* **Extracto de la fuente**:
____________________

El primero de dichos regímenes coloca al Estado como agente central de la escena y
concibe el ordenamiento social como una economía de comando en la que el
Sector Público jugaba un rol crucial como agente coordinador de la actividad productiva y
como productor directo de bienes y servicios.
El segundo de dichos regímenes de política pública revierte todo lo anterior. Supone
que el fracaso del Gobierno es mayor que el fracaso de los mercados y propone en función
de ello desmantelar una a una las instituciones del régimen anterior de políticas
públicas y poner en su lugar al mercado y a la libre elección de los consumidores como
determinantes centrales del modelo de organización social. Desaparece toda forma de
política industrial.
Asistimos contemporáneamente a los inicios de un nuevo ciclo de debate sobre estos temas,
originado en el hecho de que tampoco las reformas estructurales pro-mercado (neoliberales)
han dado por resultado lo que de ellas se esperaba. A nivel de la economía en su conjunto
la brecha de productividad e ingresos con el mundo desarrollado sigue siendo tan grande
como en el pasado -la Argentina alcanza, en promedio un escaso 40% del nivel de
productividad medio de la economía norteamericana-, la equidad social no sólo no ha
mejorado sino que, por el contrario, se ha deteriorado, si comparamos el escenario actual
con los años '70, la macroeconomía sigue siendo altamente volátil e incierta como antes
y la comunidad empresaria no muestra signos de haber adquirido una conducta tecnológica
más dinámica y proactiva en materia de esfuerzos tecnológicos e innovativos locales.
Estos simplemente no se han materializado y la reciente reactivación fabril (en sectores
como textiles, de durables de consumo o de bienes de capital) se ha producido mejorando
plantas fabriles viejas (circa 1970 y 1980) y no avanzando hacia una
nueva generación de establecimientos productivos de clase mundial. Es
más, dicha modernización ha estado primordialmente basada en la importación de equipos
de capital y tecnología desde el exterior no habiendo mayor evidencia de un aumento de
importancia en el gasto doméstico en investigación y desarrollo (I&D), o buscando
fortalecer el Sistema Innovativo Nacional a través de vínculos más profundos con el
aparato universitario, con los laboratorios públicos de investigación, con las firmas
domésticas de ingeniería.

____________________

Filas de un conjunto de datos de señalamiento
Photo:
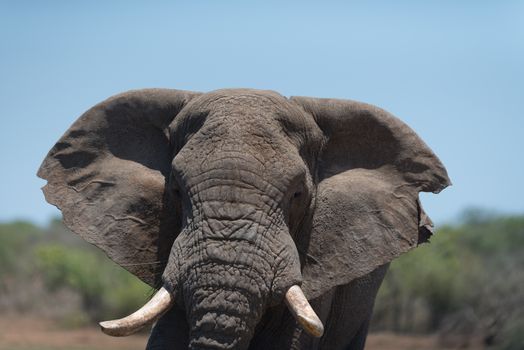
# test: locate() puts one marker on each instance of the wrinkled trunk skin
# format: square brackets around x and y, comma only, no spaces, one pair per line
[223,318]
[228,283]
[234,256]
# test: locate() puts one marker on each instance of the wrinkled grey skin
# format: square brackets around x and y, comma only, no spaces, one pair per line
[229,198]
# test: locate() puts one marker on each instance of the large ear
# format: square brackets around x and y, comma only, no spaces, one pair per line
[108,175]
[370,172]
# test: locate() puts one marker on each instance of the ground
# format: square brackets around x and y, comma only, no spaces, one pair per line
[25,333]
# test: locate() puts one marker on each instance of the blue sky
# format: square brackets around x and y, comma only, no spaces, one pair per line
[454,71]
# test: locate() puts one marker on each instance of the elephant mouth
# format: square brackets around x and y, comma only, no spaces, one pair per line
[163,300]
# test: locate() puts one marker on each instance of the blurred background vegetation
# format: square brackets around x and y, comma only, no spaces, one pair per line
[466,286]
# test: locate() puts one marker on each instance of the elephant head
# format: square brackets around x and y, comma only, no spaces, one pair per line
[235,201]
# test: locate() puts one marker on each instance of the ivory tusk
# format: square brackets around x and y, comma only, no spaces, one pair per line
[303,312]
[150,312]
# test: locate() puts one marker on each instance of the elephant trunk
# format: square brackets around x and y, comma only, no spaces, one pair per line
[224,306]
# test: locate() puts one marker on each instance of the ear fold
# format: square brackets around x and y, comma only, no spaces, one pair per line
[108,175]
[371,169]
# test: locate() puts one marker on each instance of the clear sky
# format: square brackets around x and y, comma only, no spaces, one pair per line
[453,70]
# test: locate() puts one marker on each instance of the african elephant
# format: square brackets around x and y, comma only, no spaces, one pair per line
[238,203]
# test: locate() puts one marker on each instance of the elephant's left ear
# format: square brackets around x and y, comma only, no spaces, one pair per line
[370,170]
[108,175]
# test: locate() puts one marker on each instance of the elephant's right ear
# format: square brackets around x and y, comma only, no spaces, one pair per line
[370,171]
[108,175]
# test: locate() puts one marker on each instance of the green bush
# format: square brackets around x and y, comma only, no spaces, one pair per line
[468,280]
[106,290]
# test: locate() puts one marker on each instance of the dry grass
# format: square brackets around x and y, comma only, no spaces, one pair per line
[30,333]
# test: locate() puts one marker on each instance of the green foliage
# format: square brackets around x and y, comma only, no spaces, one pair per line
[64,262]
[468,280]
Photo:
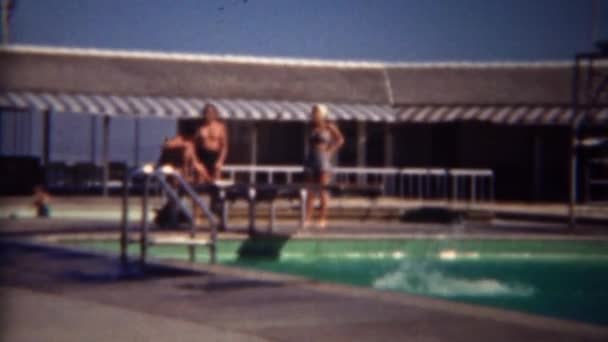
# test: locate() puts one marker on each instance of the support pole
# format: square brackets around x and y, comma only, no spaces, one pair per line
[253,151]
[105,157]
[538,166]
[251,197]
[361,140]
[573,148]
[143,238]
[93,142]
[124,227]
[136,142]
[46,137]
[6,8]
[303,214]
[388,145]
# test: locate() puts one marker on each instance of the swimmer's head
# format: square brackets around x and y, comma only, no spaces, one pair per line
[318,113]
[210,112]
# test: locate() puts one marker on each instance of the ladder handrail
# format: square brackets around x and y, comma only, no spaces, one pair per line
[159,175]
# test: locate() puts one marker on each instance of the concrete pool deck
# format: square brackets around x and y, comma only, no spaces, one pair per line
[52,293]
[49,292]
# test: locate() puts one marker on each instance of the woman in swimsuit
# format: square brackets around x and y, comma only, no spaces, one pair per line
[325,139]
[211,143]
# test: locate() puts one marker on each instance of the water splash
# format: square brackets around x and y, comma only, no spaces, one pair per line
[425,279]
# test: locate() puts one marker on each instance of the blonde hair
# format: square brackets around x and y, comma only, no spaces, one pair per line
[321,108]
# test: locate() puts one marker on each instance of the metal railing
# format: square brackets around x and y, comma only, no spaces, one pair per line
[159,177]
[472,185]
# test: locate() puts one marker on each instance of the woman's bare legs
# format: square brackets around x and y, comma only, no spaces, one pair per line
[325,177]
[310,202]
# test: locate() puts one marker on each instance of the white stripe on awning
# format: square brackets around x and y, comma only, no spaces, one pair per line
[241,109]
[509,115]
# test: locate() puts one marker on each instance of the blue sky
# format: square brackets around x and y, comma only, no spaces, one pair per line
[389,30]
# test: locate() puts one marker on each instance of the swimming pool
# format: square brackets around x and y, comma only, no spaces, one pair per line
[558,278]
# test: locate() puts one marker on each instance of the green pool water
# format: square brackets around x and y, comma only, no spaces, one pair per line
[556,278]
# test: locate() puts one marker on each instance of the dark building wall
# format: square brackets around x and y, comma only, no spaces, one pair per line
[530,163]
[280,143]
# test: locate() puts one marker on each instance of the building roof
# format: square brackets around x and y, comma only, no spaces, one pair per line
[141,73]
[176,85]
[240,109]
[159,74]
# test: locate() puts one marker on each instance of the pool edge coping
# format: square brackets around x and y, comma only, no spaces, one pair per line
[428,303]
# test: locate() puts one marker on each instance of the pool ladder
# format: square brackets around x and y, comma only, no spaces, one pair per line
[191,241]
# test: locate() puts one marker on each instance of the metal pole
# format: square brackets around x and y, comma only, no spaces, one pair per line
[251,197]
[124,227]
[253,151]
[273,216]
[388,145]
[46,137]
[303,197]
[573,150]
[361,140]
[224,202]
[5,18]
[137,142]
[105,157]
[93,142]
[143,238]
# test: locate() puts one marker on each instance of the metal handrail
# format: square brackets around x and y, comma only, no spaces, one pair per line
[421,182]
[159,175]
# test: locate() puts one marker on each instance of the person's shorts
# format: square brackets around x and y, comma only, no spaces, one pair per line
[316,165]
[208,158]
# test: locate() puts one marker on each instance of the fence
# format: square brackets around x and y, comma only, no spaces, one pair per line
[472,185]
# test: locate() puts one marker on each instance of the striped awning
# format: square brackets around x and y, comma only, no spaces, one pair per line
[177,107]
[504,115]
[235,109]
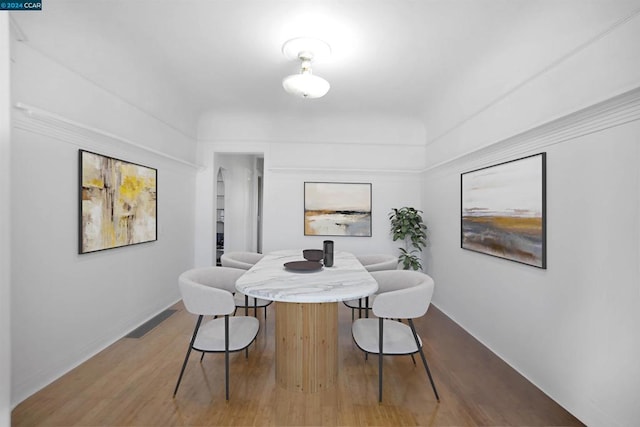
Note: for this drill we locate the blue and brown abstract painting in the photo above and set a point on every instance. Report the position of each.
(503, 210)
(117, 203)
(337, 209)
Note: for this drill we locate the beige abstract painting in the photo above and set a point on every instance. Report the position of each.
(117, 203)
(503, 210)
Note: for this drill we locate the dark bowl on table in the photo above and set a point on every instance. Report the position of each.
(313, 254)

____________________

* **Conjunto de tareas**:
A) Responde estas preguntas sobre el texto acerca de los regímenes de política pública:
(i) En el primer régimen, ¿qué dos papeles cumplía el Sector Público?
(ii) ¿Qué porcentaje del nivel de productividad medio de la economía norteamericana alcanza en promedio la Argentina?
(iii) ¿En qué sectores se menciona la reciente reactivación fabril?
B) Prosigue el texto sobre los regímenes de política pública a partir de su última oración.
Las entradas provienen de otra fuente.

* **Respuestas del ejercicio**:
A)
(i) Era agente coordinador de la actividad productiva y productor directo de bienes y servicios.
(ii) Un escaso 40%.
(iii) En textiles, durables de consumo y bienes de capital.

B)
La realidad actual muestra que una parte (reducida) de la sociedad -digamos, entre 30 y
40% del total- ha conseguido una transición satisfactoria a los artefactos e
instituciones de la modernidad, y vive mejor que en el pasado. Gran parte de la nueva
riqueza generada por la apertura comercial externa y por la desregulación de los mercados
se ha concentrado en ámbitos restringidos de la sociedad y en sectores particulares de la
estructura productiva, pudiéndose decir que ello no alcanza para que, globalmente, la
sociedad argentina como un todo se haya beneficiado de la transición a un modelo más
abierto y desregulado de funcionamiento de la actividad productiva. Seguimos siendo un
país en el que los núcleos de modernidad no llegan a ocultar la enorme lista de
carencias y formas de inequidad que reclaman ser enfrentadas a futuro.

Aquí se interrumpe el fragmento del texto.